-- begin Material shown --

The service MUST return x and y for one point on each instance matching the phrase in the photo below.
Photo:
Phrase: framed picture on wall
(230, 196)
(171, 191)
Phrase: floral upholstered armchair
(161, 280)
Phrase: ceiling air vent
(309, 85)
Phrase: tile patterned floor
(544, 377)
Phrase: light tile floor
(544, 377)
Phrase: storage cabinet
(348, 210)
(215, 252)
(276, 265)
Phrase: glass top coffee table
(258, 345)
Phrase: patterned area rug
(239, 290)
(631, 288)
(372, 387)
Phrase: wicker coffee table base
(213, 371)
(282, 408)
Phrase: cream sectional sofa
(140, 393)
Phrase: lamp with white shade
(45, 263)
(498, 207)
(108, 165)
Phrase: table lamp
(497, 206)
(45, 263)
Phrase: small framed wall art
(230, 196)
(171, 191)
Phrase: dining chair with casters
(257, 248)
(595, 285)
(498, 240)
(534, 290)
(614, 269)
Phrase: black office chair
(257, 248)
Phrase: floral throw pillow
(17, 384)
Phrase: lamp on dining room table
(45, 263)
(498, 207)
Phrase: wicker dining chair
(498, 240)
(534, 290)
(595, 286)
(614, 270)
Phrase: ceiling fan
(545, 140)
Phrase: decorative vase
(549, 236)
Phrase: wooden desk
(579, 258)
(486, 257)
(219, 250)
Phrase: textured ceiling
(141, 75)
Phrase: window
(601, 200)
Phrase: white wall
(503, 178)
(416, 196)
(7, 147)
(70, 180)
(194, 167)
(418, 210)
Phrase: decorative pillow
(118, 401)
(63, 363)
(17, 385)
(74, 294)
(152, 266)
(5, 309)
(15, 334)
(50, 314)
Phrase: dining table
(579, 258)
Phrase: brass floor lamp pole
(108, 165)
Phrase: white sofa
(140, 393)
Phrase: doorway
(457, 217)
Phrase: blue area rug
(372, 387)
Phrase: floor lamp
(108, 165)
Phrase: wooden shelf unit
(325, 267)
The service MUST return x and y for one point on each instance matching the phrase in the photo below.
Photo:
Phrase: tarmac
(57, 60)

-- end Material shown --

▸ Written request:
Render all of the data above as a JSON array of strings, with one string per line and no blank lines.

▸ Result for this exercise:
[
  "The service MUST return x and y for one point on each instance matching the phrase in the photo below.",
  "Photo:",
  "Phrase: framed picture on wall",
  "(230, 196)",
  "(171, 191)",
  "Phrase: floral upholstered armchair",
  "(161, 280)",
  "Phrase: ceiling air vent",
  "(309, 85)",
  "Phrase: tile patterned floor",
  "(544, 377)",
  "Phrase: light tile floor",
  "(544, 377)",
  "Phrase: storage cabinet",
  "(348, 210)",
  "(215, 252)",
  "(276, 265)",
  "Phrase: glass top coffee table",
  "(258, 345)",
  "Phrase: patterned area rug",
  "(239, 290)",
  "(631, 288)",
  "(372, 387)",
  "Phrase: wicker coffee table base",
  "(213, 371)",
  "(282, 408)",
  "Phrase: cream sectional sofa",
  "(140, 393)",
  "Phrase: lamp with white shade",
  "(45, 263)",
  "(498, 207)",
  "(108, 165)",
  "Phrase: table lamp",
  "(497, 206)",
  "(45, 263)",
  "Phrase: small framed wall art",
  "(230, 196)",
  "(171, 191)",
  "Phrase: dining chair with casters",
  "(257, 248)",
  "(595, 285)",
  "(498, 240)",
  "(534, 290)",
  "(614, 269)",
  "Phrase: black office chair",
  "(257, 248)",
  "Phrase: floral throw pillow",
  "(17, 384)",
  "Phrase: lamp on dining room table",
  "(45, 263)",
  "(498, 207)",
  "Phrase: wicker dining chair",
  "(498, 240)",
  "(534, 290)",
  "(595, 286)",
  "(614, 270)",
  "Phrase: ceiling fan",
  "(545, 140)",
  "Phrase: decorative vase",
  "(549, 236)",
  "Phrase: wooden desk",
  "(579, 258)",
  "(486, 257)",
  "(219, 250)",
  "Phrase: textured ceiling",
  "(141, 75)",
  "Phrase: window",
  "(601, 200)",
  "Phrase: white wall",
  "(503, 178)",
  "(416, 196)",
  "(7, 147)",
  "(70, 180)",
  "(194, 167)",
  "(418, 210)",
  "Phrase: decorative pillow",
  "(118, 401)",
  "(63, 363)",
  "(17, 385)",
  "(74, 294)",
  "(152, 266)",
  "(5, 309)",
  "(15, 334)",
  "(50, 314)",
  "Phrase: dining table",
  "(579, 258)",
  "Phrase: brass floor lamp pole",
  "(108, 165)",
  "Phrase: white sofa",
  "(140, 393)",
  "Phrase: doorway",
  "(457, 217)",
  "Phrase: blue area rug",
  "(372, 387)",
  "Phrase: floor lamp",
  "(108, 165)",
  "Phrase: wooden shelf unit",
  "(325, 267)",
  "The service MUST return x and y for one point on each instance matching the phrase in the photo below.",
  "Photo:",
  "Phrase: tarmac",
  "(57, 60)"
]